• [指示 1]:
水没したiPhoneの対処法に関する文章のうち、「したがって、万一内部に浸水し」から「で完全に水気を取りましょう。」までの範囲を、「タオル」を「ハンカチ」に置き換えて書き直してください。
• [指示 2]:
水没したiPhoneの対処法に関する文章によると、「設定」の「一般」から「システムを終了」をタップしてパワーボタンを表示させる方法は、どのiOS以降で使えますか。
• [指示 3]:
水没したiPhoneの対処法に関する文章を、最後の文の後から引き継いで書き進めてください。

• [抜粋箇所]:

①電源をオフにする
iPhoneを水の中から救出したら、まず真っ先に電源を切ってください。水は電気を通しますので、回線がショートして基盤をダメにする危険性があります。無事かどうか確かめたい気持ちは解りますが、生還率に直結しますので、必ず実行してください。
勘違いされる方がいらっしゃいますが、電源ボタンを軽押ししてスリープ状態にするだけでは不十分です。機種によって操作方法は違いますが、ボタンを長押しし、画面に表示されたパワーボタンをスライドさせて、完全に電源を切る必要があります。
★パワーボタンを表示させる方法
何らかの理由でボタンを押下できない場合は、「設定」から「一般」へ進み、スクロールした最下部の「システムを終了」をタップすることでパワーボタンを表示させられます。(ただしiOS11以降)
<注意>
電源をオフにしても、たとえば「電源ボタンが押されたかどうかを確める」回路には微量ながら電気が流れています。これを完全に止めることはできません。電源を切っていたのにしばらくしたら電池がなくなっていた、ということがあるのはこの待機電流によります。
したがって、万一内部に浸水した場合、iPhoneが生き延びるかどうかは、ある意味運任せの部分もあります。確率が以前よりずっと上がったとはいえ、濡れどころが悪ければ・・、ということもあり得ます。
②水気をふき取る
水没したiPhoneを救出し、電源をオフにしたら、カバーやアクセサリー類を外して裸の状態にし、タオルやティッシュで水気をしっかりとふき取ります。充電コネクタやイヤホンジャックなど穴の開いた部分は、ティッシュを丸めてこよりを作り、ティッシュが濡れなくなるまで完全に水気を取りましょう。

• [提供データ]:
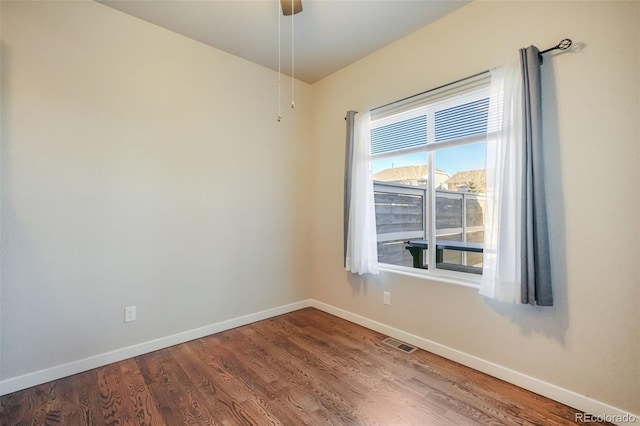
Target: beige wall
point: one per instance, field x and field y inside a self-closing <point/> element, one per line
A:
<point x="589" y="342"/>
<point x="139" y="168"/>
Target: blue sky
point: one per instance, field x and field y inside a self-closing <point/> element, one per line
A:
<point x="450" y="160"/>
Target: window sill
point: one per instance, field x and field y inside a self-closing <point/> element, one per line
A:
<point x="447" y="277"/>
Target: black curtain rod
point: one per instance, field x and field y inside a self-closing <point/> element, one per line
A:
<point x="431" y="90"/>
<point x="563" y="45"/>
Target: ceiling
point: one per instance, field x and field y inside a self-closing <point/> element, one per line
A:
<point x="329" y="34"/>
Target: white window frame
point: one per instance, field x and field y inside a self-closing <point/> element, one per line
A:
<point x="431" y="147"/>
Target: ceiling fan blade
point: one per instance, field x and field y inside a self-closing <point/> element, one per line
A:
<point x="288" y="10"/>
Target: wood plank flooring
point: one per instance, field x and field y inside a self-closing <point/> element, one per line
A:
<point x="303" y="368"/>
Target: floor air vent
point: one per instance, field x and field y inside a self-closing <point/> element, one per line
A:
<point x="401" y="346"/>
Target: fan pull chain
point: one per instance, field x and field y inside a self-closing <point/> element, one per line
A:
<point x="279" y="70"/>
<point x="293" y="104"/>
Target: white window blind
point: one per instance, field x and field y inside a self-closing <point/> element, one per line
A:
<point x="462" y="121"/>
<point x="400" y="135"/>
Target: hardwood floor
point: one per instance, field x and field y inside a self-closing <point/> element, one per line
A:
<point x="305" y="367"/>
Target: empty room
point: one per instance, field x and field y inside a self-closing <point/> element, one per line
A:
<point x="319" y="212"/>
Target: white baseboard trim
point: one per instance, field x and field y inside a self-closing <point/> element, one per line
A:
<point x="570" y="398"/>
<point x="15" y="384"/>
<point x="596" y="408"/>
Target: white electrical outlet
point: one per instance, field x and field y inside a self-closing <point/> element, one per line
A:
<point x="129" y="313"/>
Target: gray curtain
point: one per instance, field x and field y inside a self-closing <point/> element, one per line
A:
<point x="347" y="177"/>
<point x="536" y="261"/>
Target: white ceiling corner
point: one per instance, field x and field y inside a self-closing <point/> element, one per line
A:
<point x="329" y="34"/>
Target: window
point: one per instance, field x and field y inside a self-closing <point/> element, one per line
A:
<point x="428" y="165"/>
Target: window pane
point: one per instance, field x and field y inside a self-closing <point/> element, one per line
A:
<point x="399" y="193"/>
<point x="460" y="203"/>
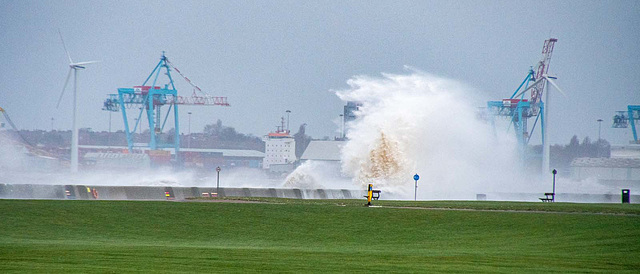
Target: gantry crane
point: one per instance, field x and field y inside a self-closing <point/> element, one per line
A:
<point x="151" y="98"/>
<point x="518" y="109"/>
<point x="623" y="119"/>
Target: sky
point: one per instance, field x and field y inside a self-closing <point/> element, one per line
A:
<point x="267" y="57"/>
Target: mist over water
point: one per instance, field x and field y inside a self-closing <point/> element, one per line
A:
<point x="420" y="123"/>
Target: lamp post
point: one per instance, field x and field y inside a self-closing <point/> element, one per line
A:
<point x="599" y="128"/>
<point x="218" y="181"/>
<point x="189" y="135"/>
<point x="109" y="136"/>
<point x="136" y="129"/>
<point x="288" y="112"/>
<point x="415" y="193"/>
<point x="341" y="126"/>
<point x="553" y="199"/>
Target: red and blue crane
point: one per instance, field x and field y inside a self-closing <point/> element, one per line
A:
<point x="149" y="98"/>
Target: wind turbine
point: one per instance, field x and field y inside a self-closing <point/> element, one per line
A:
<point x="74" y="133"/>
<point x="545" y="115"/>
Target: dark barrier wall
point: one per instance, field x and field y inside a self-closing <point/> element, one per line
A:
<point x="83" y="192"/>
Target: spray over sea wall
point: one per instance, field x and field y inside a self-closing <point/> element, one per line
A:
<point x="420" y="123"/>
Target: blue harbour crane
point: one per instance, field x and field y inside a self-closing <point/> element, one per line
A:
<point x="623" y="119"/>
<point x="518" y="110"/>
<point x="149" y="98"/>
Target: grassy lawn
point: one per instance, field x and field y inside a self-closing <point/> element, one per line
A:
<point x="316" y="236"/>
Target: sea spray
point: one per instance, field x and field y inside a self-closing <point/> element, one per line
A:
<point x="420" y="123"/>
<point x="318" y="175"/>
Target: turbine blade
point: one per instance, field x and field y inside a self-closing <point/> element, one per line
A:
<point x="556" y="86"/>
<point x="529" y="88"/>
<point x="63" y="88"/>
<point x="85" y="63"/>
<point x="65" y="47"/>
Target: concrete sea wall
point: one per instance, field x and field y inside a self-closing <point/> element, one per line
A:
<point x="84" y="192"/>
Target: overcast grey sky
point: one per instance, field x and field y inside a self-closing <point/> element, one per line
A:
<point x="270" y="56"/>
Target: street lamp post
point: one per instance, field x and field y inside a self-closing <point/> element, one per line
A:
<point x="288" y="112"/>
<point x="415" y="193"/>
<point x="218" y="181"/>
<point x="599" y="127"/>
<point x="189" y="135"/>
<point x="341" y="126"/>
<point x="109" y="136"/>
<point x="553" y="199"/>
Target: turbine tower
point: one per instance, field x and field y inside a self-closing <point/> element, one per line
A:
<point x="519" y="110"/>
<point x="74" y="132"/>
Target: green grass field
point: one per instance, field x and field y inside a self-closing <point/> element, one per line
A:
<point x="301" y="236"/>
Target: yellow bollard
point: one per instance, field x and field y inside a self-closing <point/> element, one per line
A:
<point x="369" y="194"/>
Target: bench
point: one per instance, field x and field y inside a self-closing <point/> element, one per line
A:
<point x="549" y="197"/>
<point x="375" y="194"/>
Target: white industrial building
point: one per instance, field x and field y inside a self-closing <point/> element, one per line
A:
<point x="279" y="151"/>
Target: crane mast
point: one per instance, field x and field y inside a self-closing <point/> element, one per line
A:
<point x="149" y="98"/>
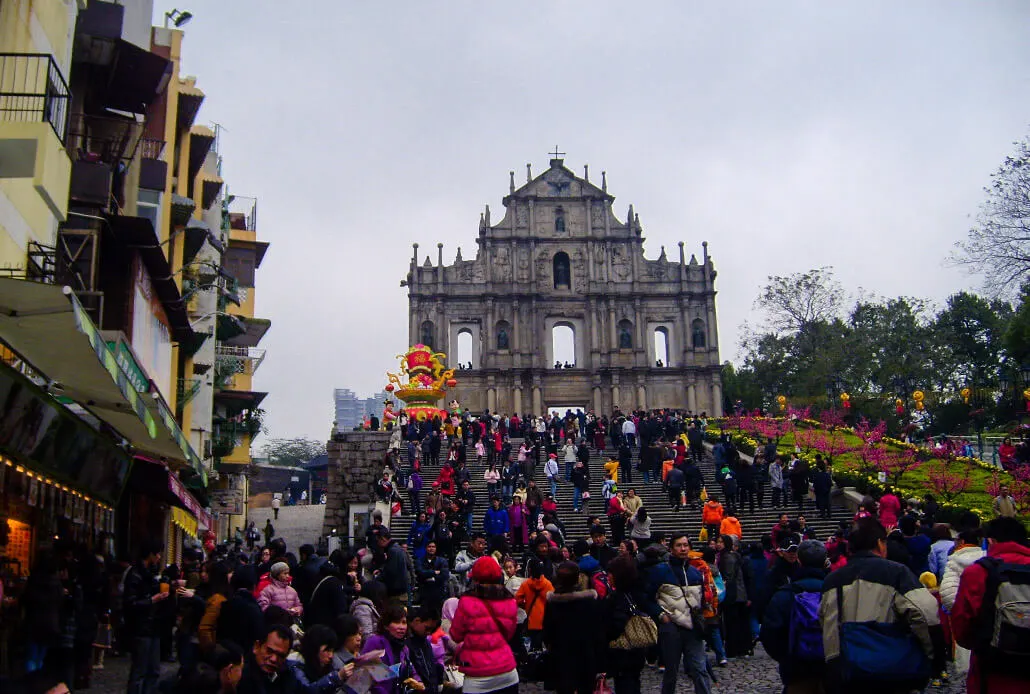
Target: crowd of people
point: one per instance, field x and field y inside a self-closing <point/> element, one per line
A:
<point x="485" y="598"/>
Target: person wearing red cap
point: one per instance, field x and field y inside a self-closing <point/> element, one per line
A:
<point x="484" y="623"/>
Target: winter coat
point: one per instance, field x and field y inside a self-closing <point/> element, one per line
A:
<point x="483" y="624"/>
<point x="938" y="557"/>
<point x="280" y="594"/>
<point x="890" y="507"/>
<point x="712" y="513"/>
<point x="367" y="615"/>
<point x="966" y="611"/>
<point x="574" y="635"/>
<point x="495" y="522"/>
<point x="776" y="622"/>
<point x="734" y="571"/>
<point x="957" y="562"/>
<point x="531" y="596"/>
<point x="730" y="526"/>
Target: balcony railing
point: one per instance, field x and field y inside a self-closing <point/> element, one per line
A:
<point x="150" y="148"/>
<point x="231" y="360"/>
<point x="103" y="138"/>
<point x="32" y="90"/>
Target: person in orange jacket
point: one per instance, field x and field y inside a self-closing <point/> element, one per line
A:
<point x="712" y="516"/>
<point x="531" y="597"/>
<point x="730" y="526"/>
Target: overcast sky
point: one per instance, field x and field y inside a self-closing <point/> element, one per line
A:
<point x="788" y="135"/>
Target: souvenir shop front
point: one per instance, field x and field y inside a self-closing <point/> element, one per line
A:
<point x="60" y="479"/>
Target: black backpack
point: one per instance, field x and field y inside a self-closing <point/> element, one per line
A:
<point x="1003" y="624"/>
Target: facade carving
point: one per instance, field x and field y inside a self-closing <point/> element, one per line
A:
<point x="561" y="257"/>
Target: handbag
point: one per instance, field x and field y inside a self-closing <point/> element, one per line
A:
<point x="640" y="632"/>
<point x="874" y="652"/>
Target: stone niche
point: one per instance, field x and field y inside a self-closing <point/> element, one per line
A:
<point x="355" y="461"/>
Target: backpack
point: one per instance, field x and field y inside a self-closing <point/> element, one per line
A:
<point x="805" y="630"/>
<point x="1003" y="625"/>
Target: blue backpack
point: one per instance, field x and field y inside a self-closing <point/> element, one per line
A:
<point x="805" y="631"/>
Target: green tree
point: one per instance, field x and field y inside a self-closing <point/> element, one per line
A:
<point x="292" y="451"/>
<point x="998" y="245"/>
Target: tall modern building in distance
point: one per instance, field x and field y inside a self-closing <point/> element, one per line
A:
<point x="350" y="410"/>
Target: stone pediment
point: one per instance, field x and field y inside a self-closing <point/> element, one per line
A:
<point x="558" y="181"/>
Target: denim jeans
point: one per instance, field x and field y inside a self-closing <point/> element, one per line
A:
<point x="676" y="643"/>
<point x="145" y="665"/>
<point x="35" y="654"/>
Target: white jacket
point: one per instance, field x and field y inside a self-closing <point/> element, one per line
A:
<point x="958" y="562"/>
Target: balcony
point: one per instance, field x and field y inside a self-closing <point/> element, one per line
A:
<point x="32" y="90"/>
<point x="34" y="103"/>
<point x="230" y="360"/>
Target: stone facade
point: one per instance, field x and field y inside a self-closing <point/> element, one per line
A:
<point x="560" y="257"/>
<point x="355" y="461"/>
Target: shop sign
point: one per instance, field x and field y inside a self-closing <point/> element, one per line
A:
<point x="228" y="501"/>
<point x="137" y="377"/>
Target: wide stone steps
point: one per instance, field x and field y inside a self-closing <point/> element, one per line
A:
<point x="655" y="499"/>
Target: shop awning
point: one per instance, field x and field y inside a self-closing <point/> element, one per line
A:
<point x="48" y="328"/>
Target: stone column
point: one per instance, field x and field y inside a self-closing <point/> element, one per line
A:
<point x="716" y="396"/>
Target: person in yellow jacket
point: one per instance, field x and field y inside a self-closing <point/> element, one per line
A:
<point x="730" y="526"/>
<point x="531" y="596"/>
<point x="612" y="467"/>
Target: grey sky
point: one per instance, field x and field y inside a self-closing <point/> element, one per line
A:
<point x="789" y="135"/>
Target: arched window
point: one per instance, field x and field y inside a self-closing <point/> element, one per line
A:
<point x="559" y="220"/>
<point x="625" y="335"/>
<point x="697" y="334"/>
<point x="428" y="333"/>
<point x="562" y="275"/>
<point x="660" y="347"/>
<point x="504" y="335"/>
<point x="563" y="345"/>
<point x="465" y="346"/>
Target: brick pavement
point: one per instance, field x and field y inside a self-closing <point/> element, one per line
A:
<point x="746" y="675"/>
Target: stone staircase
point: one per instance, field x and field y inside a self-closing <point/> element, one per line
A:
<point x="654" y="497"/>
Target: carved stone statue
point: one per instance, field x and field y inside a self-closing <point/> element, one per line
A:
<point x="625" y="338"/>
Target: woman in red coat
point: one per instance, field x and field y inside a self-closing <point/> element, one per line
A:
<point x="483" y="624"/>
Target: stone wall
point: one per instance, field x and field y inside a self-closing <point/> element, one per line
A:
<point x="355" y="461"/>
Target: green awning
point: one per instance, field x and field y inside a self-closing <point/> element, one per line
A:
<point x="48" y="328"/>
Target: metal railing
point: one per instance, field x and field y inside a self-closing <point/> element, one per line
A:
<point x="32" y="90"/>
<point x="234" y="359"/>
<point x="150" y="148"/>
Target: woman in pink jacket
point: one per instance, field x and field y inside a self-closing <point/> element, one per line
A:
<point x="483" y="624"/>
<point x="890" y="508"/>
<point x="279" y="592"/>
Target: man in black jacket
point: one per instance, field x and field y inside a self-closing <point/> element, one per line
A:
<point x="241" y="620"/>
<point x="393" y="573"/>
<point x="142" y="594"/>
<point x="265" y="669"/>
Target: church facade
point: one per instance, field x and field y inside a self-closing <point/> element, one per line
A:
<point x="644" y="333"/>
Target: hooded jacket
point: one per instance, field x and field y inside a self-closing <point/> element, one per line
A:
<point x="957" y="562"/>
<point x="531" y="596"/>
<point x="483" y="624"/>
<point x="280" y="594"/>
<point x="967" y="609"/>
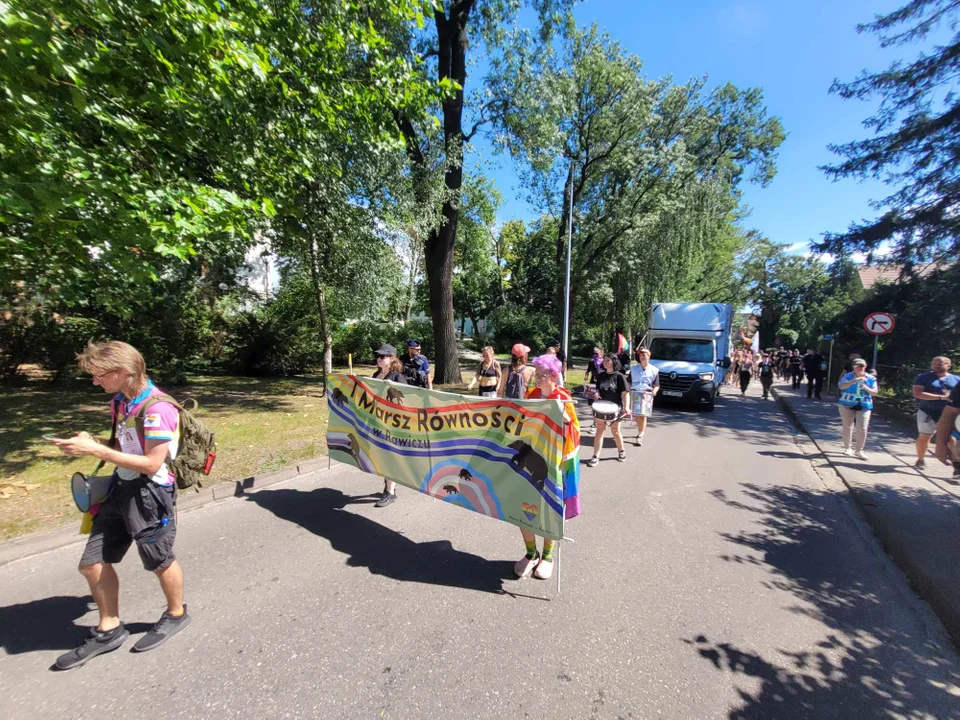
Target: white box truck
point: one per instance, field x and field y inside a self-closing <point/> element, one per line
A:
<point x="690" y="346"/>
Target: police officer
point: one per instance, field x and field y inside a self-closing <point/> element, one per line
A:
<point x="416" y="367"/>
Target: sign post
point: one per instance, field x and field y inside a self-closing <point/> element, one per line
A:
<point x="877" y="324"/>
<point x="829" y="362"/>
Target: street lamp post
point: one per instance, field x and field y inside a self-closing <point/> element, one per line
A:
<point x="566" y="292"/>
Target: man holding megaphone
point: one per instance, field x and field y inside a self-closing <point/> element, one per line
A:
<point x="141" y="505"/>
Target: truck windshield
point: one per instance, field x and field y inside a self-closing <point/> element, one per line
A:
<point x="699" y="351"/>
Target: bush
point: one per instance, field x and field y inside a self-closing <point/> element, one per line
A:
<point x="360" y="340"/>
<point x="266" y="342"/>
<point x="512" y="324"/>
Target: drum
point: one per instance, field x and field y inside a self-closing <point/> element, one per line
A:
<point x="605" y="410"/>
<point x="91" y="490"/>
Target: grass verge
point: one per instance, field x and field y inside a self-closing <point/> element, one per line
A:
<point x="261" y="424"/>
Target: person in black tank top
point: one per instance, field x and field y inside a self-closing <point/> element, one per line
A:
<point x="488" y="374"/>
<point x="389" y="367"/>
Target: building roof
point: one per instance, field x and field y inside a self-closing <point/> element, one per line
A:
<point x="870" y="275"/>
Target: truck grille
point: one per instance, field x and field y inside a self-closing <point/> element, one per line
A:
<point x="680" y="383"/>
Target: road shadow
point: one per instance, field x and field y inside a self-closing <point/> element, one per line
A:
<point x="49" y="624"/>
<point x="870" y="664"/>
<point x="378" y="548"/>
<point x="744" y="419"/>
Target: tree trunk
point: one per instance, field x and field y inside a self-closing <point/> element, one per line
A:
<point x="561" y="251"/>
<point x="452" y="64"/>
<point x="439" y="261"/>
<point x="320" y="296"/>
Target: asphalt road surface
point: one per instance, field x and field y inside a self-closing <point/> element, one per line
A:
<point x="714" y="574"/>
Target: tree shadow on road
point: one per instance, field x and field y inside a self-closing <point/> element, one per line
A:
<point x="49" y="624"/>
<point x="382" y="550"/>
<point x="870" y="662"/>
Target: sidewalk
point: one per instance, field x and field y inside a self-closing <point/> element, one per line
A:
<point x="915" y="513"/>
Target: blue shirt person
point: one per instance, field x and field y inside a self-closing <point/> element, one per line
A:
<point x="938" y="383"/>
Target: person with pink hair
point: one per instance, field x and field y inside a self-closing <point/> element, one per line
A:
<point x="547" y="371"/>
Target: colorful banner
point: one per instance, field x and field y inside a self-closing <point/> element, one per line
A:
<point x="495" y="456"/>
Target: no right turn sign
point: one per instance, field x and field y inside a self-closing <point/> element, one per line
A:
<point x="879" y="323"/>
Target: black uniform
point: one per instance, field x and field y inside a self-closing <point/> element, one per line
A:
<point x="796" y="371"/>
<point x="417" y="369"/>
<point x="766" y="377"/>
<point x="815" y="367"/>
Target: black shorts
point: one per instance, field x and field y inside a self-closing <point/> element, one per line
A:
<point x="136" y="510"/>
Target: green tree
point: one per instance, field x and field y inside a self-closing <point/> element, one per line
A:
<point x="643" y="162"/>
<point x="457" y="26"/>
<point x="916" y="141"/>
<point x="476" y="275"/>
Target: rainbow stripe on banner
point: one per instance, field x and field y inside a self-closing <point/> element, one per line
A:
<point x="495" y="456"/>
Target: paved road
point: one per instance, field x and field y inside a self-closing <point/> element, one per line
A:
<point x="714" y="574"/>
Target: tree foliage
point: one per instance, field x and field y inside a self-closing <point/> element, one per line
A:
<point x="651" y="168"/>
<point x="915" y="144"/>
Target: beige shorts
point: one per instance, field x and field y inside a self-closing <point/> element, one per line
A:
<point x="926" y="425"/>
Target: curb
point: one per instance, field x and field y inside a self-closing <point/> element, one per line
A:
<point x="946" y="608"/>
<point x="46" y="540"/>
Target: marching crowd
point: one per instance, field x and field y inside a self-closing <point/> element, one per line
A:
<point x="151" y="435"/>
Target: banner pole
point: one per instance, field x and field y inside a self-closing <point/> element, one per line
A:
<point x="559" y="543"/>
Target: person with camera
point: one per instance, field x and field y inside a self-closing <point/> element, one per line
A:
<point x="857" y="389"/>
<point x="141" y="506"/>
<point x="948" y="432"/>
<point x="931" y="390"/>
<point x="416" y="367"/>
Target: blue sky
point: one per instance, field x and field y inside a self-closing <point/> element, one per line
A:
<point x="793" y="51"/>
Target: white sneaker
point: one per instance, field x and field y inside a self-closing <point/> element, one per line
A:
<point x="544" y="570"/>
<point x="525" y="565"/>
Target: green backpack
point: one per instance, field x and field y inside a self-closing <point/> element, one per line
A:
<point x="197" y="448"/>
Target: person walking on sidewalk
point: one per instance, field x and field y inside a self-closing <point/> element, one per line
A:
<point x="519" y="376"/>
<point x="813" y="366"/>
<point x="948" y="430"/>
<point x="488" y="374"/>
<point x="141" y="506"/>
<point x="613" y="388"/>
<point x="594" y="367"/>
<point x="392" y="369"/>
<point x="931" y="390"/>
<point x="644" y="386"/>
<point x="416" y="367"/>
<point x="746" y="371"/>
<point x="547" y="373"/>
<point x="767" y="368"/>
<point x="795" y="365"/>
<point x="857" y="389"/>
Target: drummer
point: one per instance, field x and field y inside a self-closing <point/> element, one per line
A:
<point x="611" y="407"/>
<point x="644" y="385"/>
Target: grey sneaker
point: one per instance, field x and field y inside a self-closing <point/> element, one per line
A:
<point x="166" y="626"/>
<point x="97" y="644"/>
<point x="385" y="500"/>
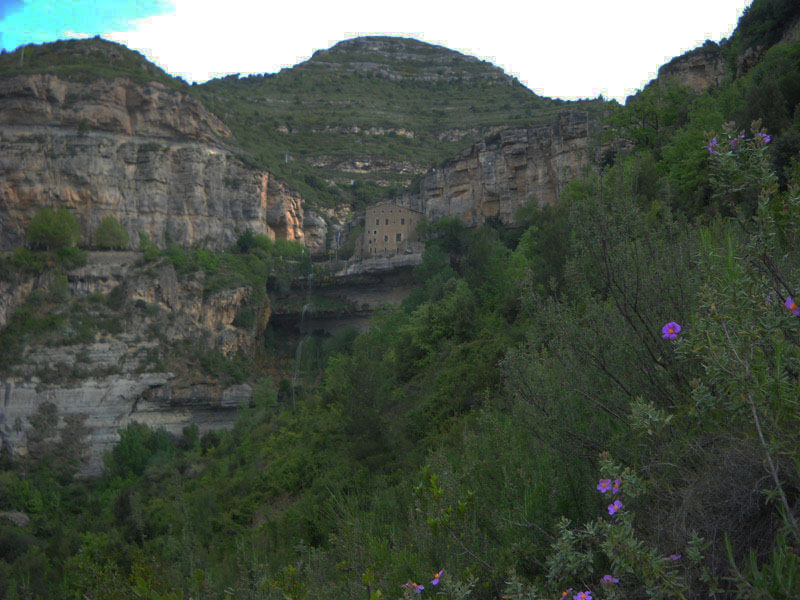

• [出力 1]:
したがって、万一内部に浸水した場合、iPhoneが生き延びるかどうかは、ある意味運任せの部分もあります。確率が以前よりずっと上がったとはいえ、濡れどころが悪ければ・・、ということもあり得ます。
②水気をふき取る
水没したiPhoneを救出し、電源をオフにしたら、カバーやアクセサリー類を外して裸の状態にし、ハンカチやティッシュで水気をしっかりとふき取ります。充電コネクタやイヤホンジャックなど穴の開いた部分は、ティッシュを丸めてこよりを作り、ティッシュが濡れなくなるまで完全に水気を取りましょう。

• [出力 2]:
iOS11以降です。

• [出力 3]:
③SIMカードを取り外す
iPhoneのどの機種でも、SIMカードは本体側面に装着されています。端末を購入した際に箱を受け取ったと思いますが、通常その中にSIMカードを取り出す際に使う「SIMピン」なるものが入っています。あればそのピンを使い、なければ安全ピンやクリップなどで代用しましょう。

ピン先を穴に挿入。
端末に垂直に、強めに押し込みます。
トレイが吐き出されますので、SIMカードを外して水気を取ります。トレイが収納されていたスペースも、ティッシュのこよりでしっかりとふき取っておきましょう。
④常温で乾燥させる
iPhone水没時の応急処置についてGooleなどで検索すると、乾燥剤と共にジップロックに入れて空気を抜き数日保管する、という記述をよく見かけます。これは、決して間違いではないのですが(場合によっては完全な間違いです)、誤解を招く説明なので注意が必要です。
端末内部に浸水した場合、電源を切って自然乾燥させることで、ショートのリスクはかなり減らせます。しかし、ショートと同じくらい気がかりなのが、濡れた部分で急速に進行する腐食です。サビなどが原因で回路の欠損等が生じます。ジップロック作戦では、この点があまり考慮されていません。
後述しますが、濡れたiPhoneを乾かすためにドライヤーなどで端末を温めるのがダメな理由は、水と酸素と熱が、腐食のスピードを劇的に早めてしまうからです。
まず、どうしても都合がつかず、数日修理ができない場合は、修理を待つ間、少しでも乾燥を助けるためジップロックを使うのはありだと思います。
しかし、電源が入らないとか、表示がおかしいとか、内部浸水が決定的な場合は、正直乾燥剤では間に合いません。数日待つうちに腐食が進み、ネジがさび付いて端末を開くことすらできなかった、という事例もあります。
判断がむずかしいのは、耐水性能がある機種だったり、水没の程度が軽かったりして、表示や操作に支障がなく、内部浸水したかどうか判別できない場合でしょう。中に水が入ったかどうかは、端末を開けてみるしか確かめる方法がありません。
ですので、腐食のリスクは承知の上で、どうしても修理にお金をかけたくない場合は、もちろん自己責任で、とりあえず常温でしっかりと乾燥させ、ショートのリスクだけを最低限避けるようにしたら良いと思います。
⑤一刻も早く修理に出す
表示がおかしい、操作できない等、救出時にすでに重篤な症状が出ている場合は、上記の対処を行った上で、一刻も早く修理に出すことをおすすめします。早ければ早いほど復活の確率は上がります。
見や目や操作に異常がなくても、内部浸水が疑われる場合は、一度専門家にチェックしてもらった方が良いでしょう。腐食によって症状が後から出てくることもありますし、端末の寿命が短くなる恐れもあります。早めに洗浄するだけでも効果があります。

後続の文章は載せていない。